§ **Instructions for the task**
Omit every picture, and retype the lines that run from the beginning of the data below through the line containing "# Target: car wheel", inclusive.

§ **Records for processing**
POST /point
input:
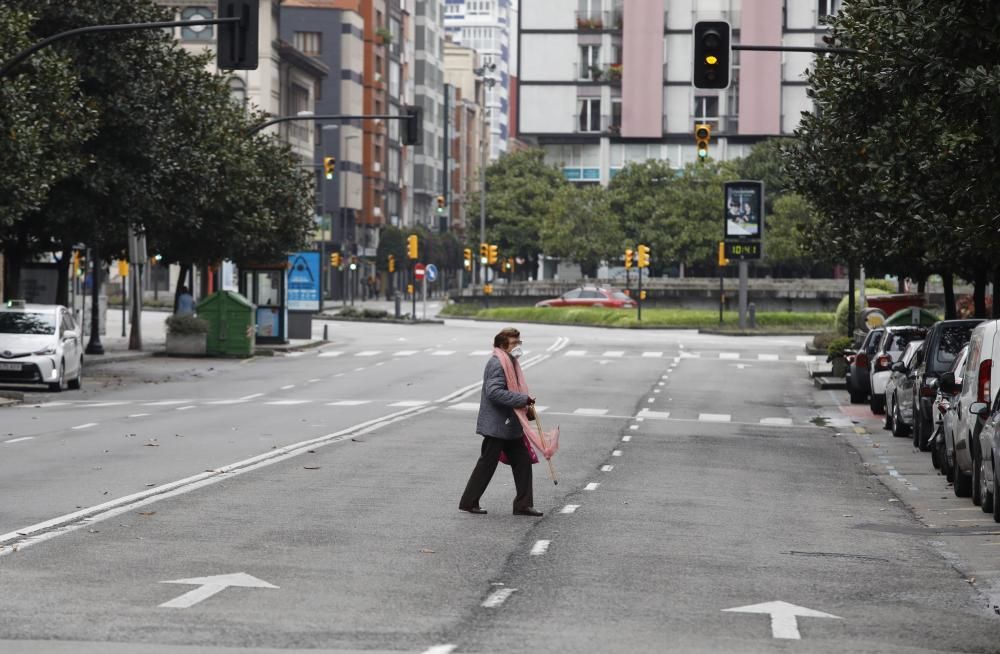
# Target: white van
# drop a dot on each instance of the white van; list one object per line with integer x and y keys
{"x": 979, "y": 386}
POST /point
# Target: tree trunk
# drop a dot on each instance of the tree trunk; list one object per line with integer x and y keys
{"x": 948, "y": 281}
{"x": 979, "y": 292}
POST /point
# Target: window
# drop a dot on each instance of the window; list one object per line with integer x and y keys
{"x": 589, "y": 115}
{"x": 590, "y": 60}
{"x": 309, "y": 43}
{"x": 197, "y": 32}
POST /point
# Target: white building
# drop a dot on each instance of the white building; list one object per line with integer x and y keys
{"x": 488, "y": 27}
{"x": 606, "y": 82}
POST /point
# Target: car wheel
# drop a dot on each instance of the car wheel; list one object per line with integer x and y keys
{"x": 899, "y": 429}
{"x": 877, "y": 404}
{"x": 977, "y": 484}
{"x": 77, "y": 382}
{"x": 986, "y": 492}
{"x": 59, "y": 386}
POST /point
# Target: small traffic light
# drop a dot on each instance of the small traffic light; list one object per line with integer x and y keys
{"x": 712, "y": 54}
{"x": 702, "y": 137}
{"x": 413, "y": 129}
{"x": 643, "y": 256}
{"x": 236, "y": 48}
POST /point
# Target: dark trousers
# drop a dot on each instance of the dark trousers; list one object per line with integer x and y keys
{"x": 520, "y": 465}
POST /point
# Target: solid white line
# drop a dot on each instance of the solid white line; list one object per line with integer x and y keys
{"x": 498, "y": 597}
{"x": 540, "y": 547}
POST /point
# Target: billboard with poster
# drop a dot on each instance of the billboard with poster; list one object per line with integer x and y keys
{"x": 744, "y": 210}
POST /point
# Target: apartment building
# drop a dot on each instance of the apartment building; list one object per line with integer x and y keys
{"x": 606, "y": 82}
{"x": 488, "y": 27}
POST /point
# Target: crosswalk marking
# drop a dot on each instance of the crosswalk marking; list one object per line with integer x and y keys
{"x": 590, "y": 412}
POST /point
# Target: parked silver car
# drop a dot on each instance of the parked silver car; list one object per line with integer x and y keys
{"x": 39, "y": 344}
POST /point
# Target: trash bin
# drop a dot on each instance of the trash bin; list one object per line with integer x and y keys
{"x": 231, "y": 330}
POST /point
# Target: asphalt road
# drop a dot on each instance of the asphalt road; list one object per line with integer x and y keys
{"x": 696, "y": 474}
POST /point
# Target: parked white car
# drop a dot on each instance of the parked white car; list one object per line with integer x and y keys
{"x": 39, "y": 344}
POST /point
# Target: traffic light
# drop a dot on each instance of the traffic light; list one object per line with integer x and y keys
{"x": 413, "y": 129}
{"x": 643, "y": 256}
{"x": 712, "y": 54}
{"x": 702, "y": 137}
{"x": 237, "y": 42}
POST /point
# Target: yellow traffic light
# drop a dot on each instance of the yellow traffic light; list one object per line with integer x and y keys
{"x": 643, "y": 256}
{"x": 702, "y": 137}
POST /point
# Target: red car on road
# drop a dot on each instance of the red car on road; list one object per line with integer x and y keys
{"x": 591, "y": 296}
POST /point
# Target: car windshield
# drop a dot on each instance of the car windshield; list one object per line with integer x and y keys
{"x": 27, "y": 322}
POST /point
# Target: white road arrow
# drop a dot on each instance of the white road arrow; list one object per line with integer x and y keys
{"x": 210, "y": 586}
{"x": 784, "y": 617}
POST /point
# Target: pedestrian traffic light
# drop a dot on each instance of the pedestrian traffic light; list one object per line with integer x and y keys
{"x": 236, "y": 48}
{"x": 702, "y": 137}
{"x": 712, "y": 54}
{"x": 643, "y": 256}
{"x": 413, "y": 129}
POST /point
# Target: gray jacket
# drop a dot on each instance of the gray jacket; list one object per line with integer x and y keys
{"x": 496, "y": 404}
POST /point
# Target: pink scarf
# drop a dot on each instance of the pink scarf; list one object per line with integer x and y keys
{"x": 547, "y": 442}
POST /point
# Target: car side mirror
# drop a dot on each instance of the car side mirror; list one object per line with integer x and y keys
{"x": 980, "y": 409}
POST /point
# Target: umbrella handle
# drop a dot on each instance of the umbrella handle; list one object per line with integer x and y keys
{"x": 541, "y": 436}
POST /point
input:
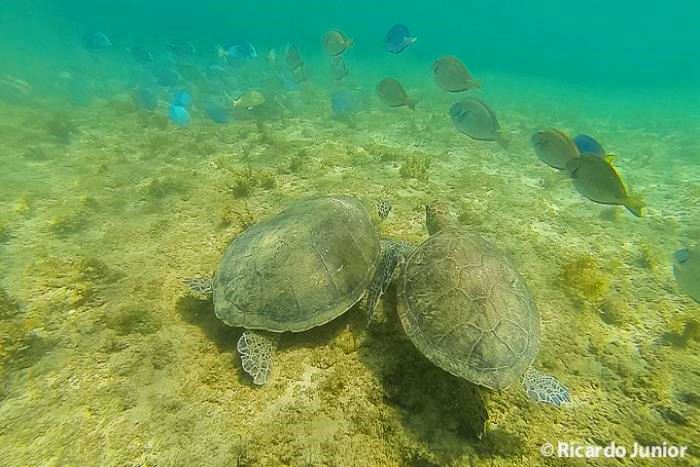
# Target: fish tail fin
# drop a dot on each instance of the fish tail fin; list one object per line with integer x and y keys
{"x": 635, "y": 205}
{"x": 503, "y": 140}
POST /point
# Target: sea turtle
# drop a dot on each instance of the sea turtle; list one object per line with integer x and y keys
{"x": 466, "y": 308}
{"x": 297, "y": 270}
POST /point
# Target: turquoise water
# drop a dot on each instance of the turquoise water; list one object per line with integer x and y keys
{"x": 110, "y": 204}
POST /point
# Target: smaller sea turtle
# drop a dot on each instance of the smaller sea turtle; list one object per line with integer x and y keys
{"x": 466, "y": 308}
{"x": 297, "y": 270}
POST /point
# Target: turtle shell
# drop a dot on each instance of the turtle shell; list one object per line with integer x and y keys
{"x": 466, "y": 308}
{"x": 299, "y": 269}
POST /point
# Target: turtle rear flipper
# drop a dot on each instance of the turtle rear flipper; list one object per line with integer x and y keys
{"x": 545, "y": 388}
{"x": 257, "y": 350}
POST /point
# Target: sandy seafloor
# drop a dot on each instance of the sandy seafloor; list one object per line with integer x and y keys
{"x": 107, "y": 359}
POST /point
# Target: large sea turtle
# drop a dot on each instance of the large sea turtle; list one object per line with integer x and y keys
{"x": 297, "y": 270}
{"x": 466, "y": 308}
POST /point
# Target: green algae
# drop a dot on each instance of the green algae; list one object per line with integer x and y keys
{"x": 416, "y": 167}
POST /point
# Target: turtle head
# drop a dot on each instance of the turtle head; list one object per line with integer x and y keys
{"x": 437, "y": 217}
{"x": 383, "y": 209}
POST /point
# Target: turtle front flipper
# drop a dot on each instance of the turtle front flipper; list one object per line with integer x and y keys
{"x": 392, "y": 254}
{"x": 542, "y": 387}
{"x": 200, "y": 285}
{"x": 257, "y": 349}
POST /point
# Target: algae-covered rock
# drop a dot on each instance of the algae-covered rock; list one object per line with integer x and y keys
{"x": 8, "y": 306}
{"x": 584, "y": 278}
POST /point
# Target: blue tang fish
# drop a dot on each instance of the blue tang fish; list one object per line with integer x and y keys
{"x": 686, "y": 270}
{"x": 238, "y": 50}
{"x": 588, "y": 145}
{"x": 96, "y": 42}
{"x": 179, "y": 115}
{"x": 182, "y": 98}
{"x": 398, "y": 39}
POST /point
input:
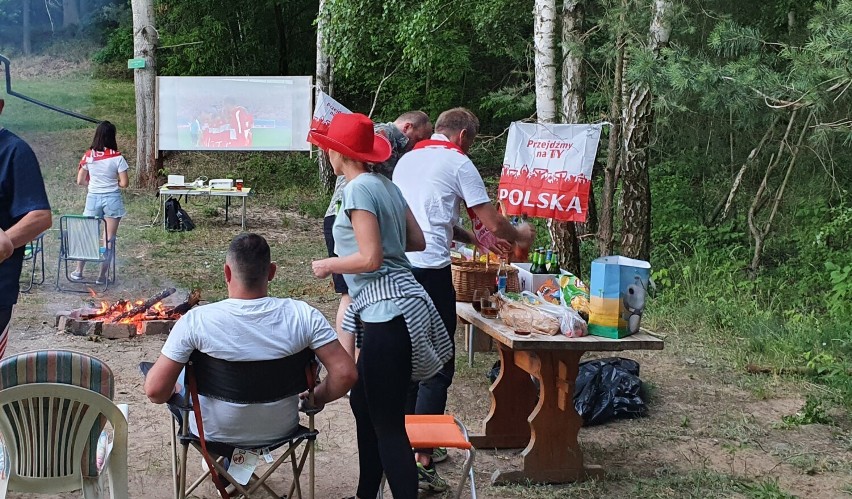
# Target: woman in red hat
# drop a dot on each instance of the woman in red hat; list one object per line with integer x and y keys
{"x": 392, "y": 317}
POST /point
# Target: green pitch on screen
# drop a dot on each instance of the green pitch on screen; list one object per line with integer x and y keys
{"x": 267, "y": 138}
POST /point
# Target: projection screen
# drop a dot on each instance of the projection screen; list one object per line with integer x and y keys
{"x": 233, "y": 113}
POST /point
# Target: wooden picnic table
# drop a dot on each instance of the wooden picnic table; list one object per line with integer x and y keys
{"x": 547, "y": 427}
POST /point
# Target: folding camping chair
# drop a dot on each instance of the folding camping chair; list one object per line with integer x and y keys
{"x": 34, "y": 252}
{"x": 242, "y": 383}
{"x": 81, "y": 240}
{"x": 54, "y": 406}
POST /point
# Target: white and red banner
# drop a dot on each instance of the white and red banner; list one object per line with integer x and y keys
{"x": 547, "y": 170}
{"x": 325, "y": 109}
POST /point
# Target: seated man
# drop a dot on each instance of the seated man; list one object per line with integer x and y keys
{"x": 251, "y": 326}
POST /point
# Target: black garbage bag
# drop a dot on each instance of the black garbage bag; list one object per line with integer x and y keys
{"x": 607, "y": 389}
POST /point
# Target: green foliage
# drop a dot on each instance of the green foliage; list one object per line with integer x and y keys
{"x": 766, "y": 489}
{"x": 812, "y": 413}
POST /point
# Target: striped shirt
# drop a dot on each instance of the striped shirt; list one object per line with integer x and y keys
{"x": 430, "y": 343}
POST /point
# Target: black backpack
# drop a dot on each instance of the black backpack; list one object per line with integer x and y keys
{"x": 177, "y": 219}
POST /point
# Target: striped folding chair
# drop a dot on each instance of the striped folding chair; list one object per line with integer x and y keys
{"x": 81, "y": 240}
{"x": 54, "y": 407}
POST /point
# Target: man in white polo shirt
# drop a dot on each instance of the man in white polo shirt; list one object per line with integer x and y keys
{"x": 435, "y": 177}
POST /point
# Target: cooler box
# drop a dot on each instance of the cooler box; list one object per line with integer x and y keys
{"x": 529, "y": 281}
{"x": 617, "y": 295}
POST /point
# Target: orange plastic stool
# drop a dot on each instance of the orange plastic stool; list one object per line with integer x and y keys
{"x": 443, "y": 430}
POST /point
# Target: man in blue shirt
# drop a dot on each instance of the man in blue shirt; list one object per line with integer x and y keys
{"x": 24, "y": 214}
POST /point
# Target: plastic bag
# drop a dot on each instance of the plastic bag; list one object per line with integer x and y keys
{"x": 574, "y": 294}
{"x": 522, "y": 316}
{"x": 607, "y": 389}
{"x": 570, "y": 322}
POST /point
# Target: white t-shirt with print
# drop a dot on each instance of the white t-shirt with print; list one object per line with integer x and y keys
{"x": 248, "y": 330}
{"x": 434, "y": 181}
{"x": 103, "y": 174}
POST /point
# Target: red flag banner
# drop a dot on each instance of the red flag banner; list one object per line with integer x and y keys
{"x": 547, "y": 170}
{"x": 325, "y": 108}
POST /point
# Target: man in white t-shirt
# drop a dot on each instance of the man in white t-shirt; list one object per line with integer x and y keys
{"x": 435, "y": 177}
{"x": 251, "y": 326}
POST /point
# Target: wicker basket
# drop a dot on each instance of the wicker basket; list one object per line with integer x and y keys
{"x": 470, "y": 276}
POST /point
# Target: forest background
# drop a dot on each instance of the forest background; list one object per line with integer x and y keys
{"x": 746, "y": 146}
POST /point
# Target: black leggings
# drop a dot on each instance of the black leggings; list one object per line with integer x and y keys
{"x": 378, "y": 403}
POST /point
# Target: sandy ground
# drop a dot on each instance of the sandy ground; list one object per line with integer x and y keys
{"x": 701, "y": 421}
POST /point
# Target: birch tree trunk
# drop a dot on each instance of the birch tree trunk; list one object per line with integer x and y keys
{"x": 638, "y": 117}
{"x": 145, "y": 39}
{"x": 70, "y": 13}
{"x": 564, "y": 234}
{"x": 323, "y": 84}
{"x": 544, "y": 30}
{"x": 612, "y": 171}
{"x": 27, "y": 44}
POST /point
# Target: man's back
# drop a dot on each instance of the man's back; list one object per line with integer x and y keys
{"x": 249, "y": 330}
{"x": 434, "y": 180}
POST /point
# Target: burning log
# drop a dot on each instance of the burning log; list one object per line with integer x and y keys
{"x": 115, "y": 307}
{"x": 191, "y": 301}
{"x": 138, "y": 309}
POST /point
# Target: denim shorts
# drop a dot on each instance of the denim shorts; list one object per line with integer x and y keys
{"x": 107, "y": 205}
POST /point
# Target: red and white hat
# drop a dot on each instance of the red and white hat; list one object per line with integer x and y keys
{"x": 352, "y": 135}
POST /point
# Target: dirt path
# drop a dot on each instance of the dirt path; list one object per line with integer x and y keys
{"x": 711, "y": 432}
{"x": 707, "y": 429}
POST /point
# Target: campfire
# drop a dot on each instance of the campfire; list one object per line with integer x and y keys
{"x": 125, "y": 318}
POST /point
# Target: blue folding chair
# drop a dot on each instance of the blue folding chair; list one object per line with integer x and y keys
{"x": 81, "y": 239}
{"x": 33, "y": 253}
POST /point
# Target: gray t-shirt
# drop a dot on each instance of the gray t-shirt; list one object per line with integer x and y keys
{"x": 376, "y": 194}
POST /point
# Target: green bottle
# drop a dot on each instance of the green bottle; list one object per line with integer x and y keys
{"x": 536, "y": 268}
{"x": 553, "y": 263}
{"x": 540, "y": 264}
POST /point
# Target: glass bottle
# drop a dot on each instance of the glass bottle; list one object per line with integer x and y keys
{"x": 502, "y": 277}
{"x": 553, "y": 264}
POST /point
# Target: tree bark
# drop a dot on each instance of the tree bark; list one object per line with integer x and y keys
{"x": 323, "y": 84}
{"x": 638, "y": 117}
{"x": 27, "y": 43}
{"x": 70, "y": 13}
{"x": 611, "y": 172}
{"x": 564, "y": 234}
{"x": 145, "y": 39}
{"x": 544, "y": 29}
{"x": 281, "y": 28}
{"x": 573, "y": 71}
{"x": 759, "y": 234}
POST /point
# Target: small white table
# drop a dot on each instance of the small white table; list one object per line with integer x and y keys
{"x": 165, "y": 192}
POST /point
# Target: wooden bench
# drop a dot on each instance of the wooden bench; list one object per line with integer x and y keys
{"x": 547, "y": 430}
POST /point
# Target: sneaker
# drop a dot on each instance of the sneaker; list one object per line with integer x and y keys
{"x": 439, "y": 455}
{"x": 428, "y": 479}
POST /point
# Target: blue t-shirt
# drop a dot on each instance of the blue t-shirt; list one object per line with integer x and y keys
{"x": 376, "y": 194}
{"x": 21, "y": 191}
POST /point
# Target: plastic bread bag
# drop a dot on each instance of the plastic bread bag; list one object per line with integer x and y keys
{"x": 520, "y": 315}
{"x": 571, "y": 324}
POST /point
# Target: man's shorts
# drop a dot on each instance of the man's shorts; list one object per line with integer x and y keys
{"x": 339, "y": 284}
{"x": 104, "y": 205}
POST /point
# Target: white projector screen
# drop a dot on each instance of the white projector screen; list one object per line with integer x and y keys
{"x": 233, "y": 113}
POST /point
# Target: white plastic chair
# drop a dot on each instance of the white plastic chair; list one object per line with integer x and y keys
{"x": 45, "y": 428}
{"x": 81, "y": 240}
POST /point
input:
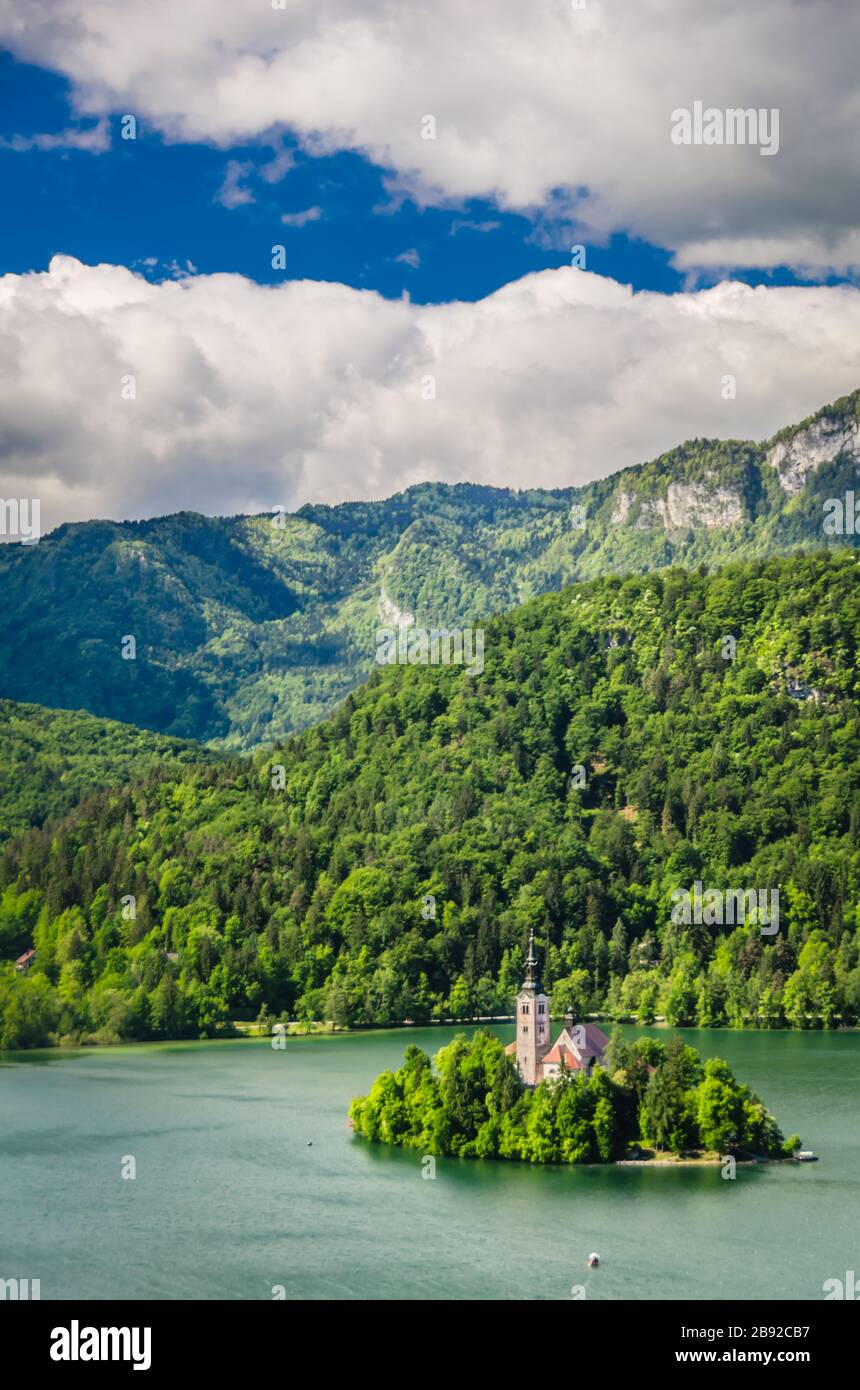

§ **Finished task**
POST /point
input:
# Target: white van
# drop a dot on each instance of the white van; list one object per line with integer x and y keys
{"x": 979, "y": 386}
POST /point
# Target: tree trunk
# drop a dot on each instance of the tree trunk; list one object per line with integer x and y keys
{"x": 948, "y": 281}
{"x": 979, "y": 292}
POST /point
# Target: window
# drop a dot on each instance of the window; list one object per line with integer x and y keys
{"x": 589, "y": 115}
{"x": 590, "y": 60}
{"x": 309, "y": 43}
{"x": 197, "y": 32}
POST /point
# Target: white building
# drop a dot on each instance of the white building; list one object per line with integer x and y keys
{"x": 488, "y": 27}
{"x": 606, "y": 82}
POST /point
# Target: car wheel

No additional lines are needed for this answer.